[Rows of box annotation data]
>>>
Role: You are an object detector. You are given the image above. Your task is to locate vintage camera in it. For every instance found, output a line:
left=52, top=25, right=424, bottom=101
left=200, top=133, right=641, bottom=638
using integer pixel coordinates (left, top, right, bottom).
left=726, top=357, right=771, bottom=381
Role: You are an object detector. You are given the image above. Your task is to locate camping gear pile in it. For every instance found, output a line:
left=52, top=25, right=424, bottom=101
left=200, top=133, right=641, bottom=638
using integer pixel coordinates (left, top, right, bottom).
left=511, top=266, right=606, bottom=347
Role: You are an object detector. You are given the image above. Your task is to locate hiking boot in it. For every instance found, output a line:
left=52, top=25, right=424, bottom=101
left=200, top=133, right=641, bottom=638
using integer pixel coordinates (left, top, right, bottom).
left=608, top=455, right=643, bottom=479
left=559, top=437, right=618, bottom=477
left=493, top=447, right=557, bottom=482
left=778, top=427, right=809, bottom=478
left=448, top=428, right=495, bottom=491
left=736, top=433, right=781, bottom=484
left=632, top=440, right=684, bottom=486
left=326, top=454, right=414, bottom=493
<<<
• _What is being asked_: Copy out every line above verbatim, with no changes.

• _The response_:
Role: You are an object detector. You are given the image above. Your task is to locate vintage camera in it. For every instance found, output a line:
left=52, top=25, right=424, bottom=101
left=200, top=133, right=641, bottom=638
using integer pixel coordinates (left, top, right, bottom).
left=726, top=357, right=771, bottom=381
Role: You are an object detector. You are given the image above. Your task is to locate camping gear pile in it. For every instance found, output a line:
left=52, top=25, right=424, bottom=101
left=200, top=133, right=641, bottom=638
using integer pixel coordinates (left, top, right, bottom).
left=511, top=266, right=606, bottom=347
Role: You are an object detector. You are given the image above. Your task is to locate hiking boot in it. For every instance found, output a line:
left=52, top=25, right=424, bottom=101
left=200, top=133, right=641, bottom=638
using integer pixel coordinates (left, top, right, bottom).
left=608, top=455, right=643, bottom=479
left=559, top=437, right=618, bottom=477
left=493, top=447, right=557, bottom=482
left=778, top=427, right=809, bottom=478
left=448, top=428, right=495, bottom=491
left=736, top=433, right=781, bottom=484
left=632, top=440, right=684, bottom=486
left=326, top=454, right=414, bottom=493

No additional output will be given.